**EXERCISE PROMPT**
From the VPN troubleshooting guide, reproduce word for word the passage starting at "Security systems like" and ending at "your current location.".

**PASSAGE SHOWN**
----------------

Virtual Private Networks (VPNs) are essential tools for maintaining privacy, encrypting data, and accessing geo-restricted content. However, using a VPN can sometimes create new website connectivity issues. Many servers, security networks, and CDNs actively block IP addresses associated with popular commercial VPN providers to prevent scraping, spam, or bypass mechanisms.

If your VPN connection is failing or preventing you from accessing specific websites, follow this diagnostic guide to restore service.

1. Understand Why Websites Block VPNs

Security systems like Cloudflare, Akamai, or AWS Web Application Firewalls evaluate the reputation of incoming IP addresses. Because thousands of VPN users share a pool of identical IP addresses, some users inevitably abuse the connection. When a security network detects a high rate of suspicious traffic from a VPN IP address, it blacklists the IP, causing websites using that network to block all VPN users with a 403 Forbidden or Cloudflare Access Denied page.

2. Switch VPN Server Nodes

Since website blocks target specific IP addresses, the fastest solution is to change your VPN node:

  1. Open your VPN client dashboard.
  2. Disconnect from your current location.
  3. Select a different server node within the same city or a different country.
  4. Reconnect and reload the website. Often, a fresh IP address will immediately bypass the block.

3. Change VPN Tunneling Protocols

If your VPN completely fails to connect or gets blocked by your local network administrator, changing the connection protocol can help bypass firewall blocks. Most VPN clients support switching between protocols in their settings menu:

  • WireGuard: Highly modern, lightweight, and fast, but easily blocked if the network inspects protocol headers.

----------------

Stored data entries:
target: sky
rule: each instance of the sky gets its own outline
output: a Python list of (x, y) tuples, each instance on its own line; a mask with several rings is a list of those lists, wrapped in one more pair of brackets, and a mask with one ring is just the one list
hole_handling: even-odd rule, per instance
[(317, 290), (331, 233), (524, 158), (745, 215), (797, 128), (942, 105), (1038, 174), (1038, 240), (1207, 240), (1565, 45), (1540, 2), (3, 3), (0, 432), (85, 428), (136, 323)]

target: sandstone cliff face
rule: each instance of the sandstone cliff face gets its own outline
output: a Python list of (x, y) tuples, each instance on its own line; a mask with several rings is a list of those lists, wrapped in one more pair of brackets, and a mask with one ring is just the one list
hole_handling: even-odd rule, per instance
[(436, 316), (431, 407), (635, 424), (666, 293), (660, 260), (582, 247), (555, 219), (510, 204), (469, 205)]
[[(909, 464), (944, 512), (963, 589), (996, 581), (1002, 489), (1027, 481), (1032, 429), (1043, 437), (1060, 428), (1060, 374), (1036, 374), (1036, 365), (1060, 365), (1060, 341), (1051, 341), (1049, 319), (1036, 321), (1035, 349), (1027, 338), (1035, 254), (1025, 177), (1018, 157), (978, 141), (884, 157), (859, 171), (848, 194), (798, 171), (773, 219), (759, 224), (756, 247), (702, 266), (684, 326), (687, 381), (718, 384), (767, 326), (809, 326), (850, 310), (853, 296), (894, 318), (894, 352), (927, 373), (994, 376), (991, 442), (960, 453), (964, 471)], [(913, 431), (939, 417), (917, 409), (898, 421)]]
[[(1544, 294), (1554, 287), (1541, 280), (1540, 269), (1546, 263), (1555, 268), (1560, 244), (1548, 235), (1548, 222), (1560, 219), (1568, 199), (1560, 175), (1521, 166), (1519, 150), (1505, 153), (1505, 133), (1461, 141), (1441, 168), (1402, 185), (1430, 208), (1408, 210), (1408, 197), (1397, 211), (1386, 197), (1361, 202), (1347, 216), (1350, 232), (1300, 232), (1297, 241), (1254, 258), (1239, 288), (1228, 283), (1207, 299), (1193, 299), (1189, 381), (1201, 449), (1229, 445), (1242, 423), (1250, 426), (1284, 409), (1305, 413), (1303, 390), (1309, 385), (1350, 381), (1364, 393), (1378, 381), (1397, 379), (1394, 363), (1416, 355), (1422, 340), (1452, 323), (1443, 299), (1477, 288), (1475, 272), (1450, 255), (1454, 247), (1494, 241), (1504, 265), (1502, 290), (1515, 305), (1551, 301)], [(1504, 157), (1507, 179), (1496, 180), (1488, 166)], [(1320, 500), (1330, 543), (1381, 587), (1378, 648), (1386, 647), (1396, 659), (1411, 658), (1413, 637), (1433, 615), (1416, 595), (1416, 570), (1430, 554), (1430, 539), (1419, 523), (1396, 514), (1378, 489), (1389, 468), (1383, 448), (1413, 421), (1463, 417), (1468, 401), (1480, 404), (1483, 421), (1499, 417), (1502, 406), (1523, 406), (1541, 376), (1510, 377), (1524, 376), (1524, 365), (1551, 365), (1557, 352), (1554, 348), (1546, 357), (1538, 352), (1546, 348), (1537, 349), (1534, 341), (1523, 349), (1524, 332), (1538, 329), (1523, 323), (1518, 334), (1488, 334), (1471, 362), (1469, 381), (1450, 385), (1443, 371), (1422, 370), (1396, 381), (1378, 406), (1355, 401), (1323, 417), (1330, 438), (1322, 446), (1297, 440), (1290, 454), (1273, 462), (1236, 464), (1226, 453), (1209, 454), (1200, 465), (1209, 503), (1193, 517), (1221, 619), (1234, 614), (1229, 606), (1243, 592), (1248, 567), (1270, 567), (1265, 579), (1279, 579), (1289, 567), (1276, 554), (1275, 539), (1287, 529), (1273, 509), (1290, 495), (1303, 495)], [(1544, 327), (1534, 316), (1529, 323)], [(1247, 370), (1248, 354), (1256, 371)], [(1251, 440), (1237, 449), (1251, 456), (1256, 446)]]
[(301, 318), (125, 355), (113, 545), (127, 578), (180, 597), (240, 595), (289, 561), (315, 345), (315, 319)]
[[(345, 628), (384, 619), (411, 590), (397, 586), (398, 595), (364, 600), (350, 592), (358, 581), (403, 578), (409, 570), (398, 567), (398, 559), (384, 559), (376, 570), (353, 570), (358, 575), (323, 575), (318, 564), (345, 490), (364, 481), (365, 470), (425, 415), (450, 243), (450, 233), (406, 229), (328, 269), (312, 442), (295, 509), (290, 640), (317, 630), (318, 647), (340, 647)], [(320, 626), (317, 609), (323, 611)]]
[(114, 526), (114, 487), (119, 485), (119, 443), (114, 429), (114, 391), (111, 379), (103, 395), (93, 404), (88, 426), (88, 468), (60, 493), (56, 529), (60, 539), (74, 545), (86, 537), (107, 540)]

----------------

**ANSWER TO THE EXERCISE**
Security systems like Cloudflare, Akamai, or AWS Web Application Firewalls evaluate the reputation of incoming IP addresses. Because thousands of VPN users share a pool of identical IP addresses, some users inevitably abuse the connection. When a security network detects a high rate of suspicious traffic from a VPN IP address, it blacklists the IP, causing websites using that network to block all VPN users with a 403 Forbidden or Cloudflare Access Denied page.

2. Switch VPN Server Nodes

Since website blocks target specific IP addresses, the fastest solution is to change your VPN node:

  1. Open your VPN client dashboard.
  2. Disconnect from your current location.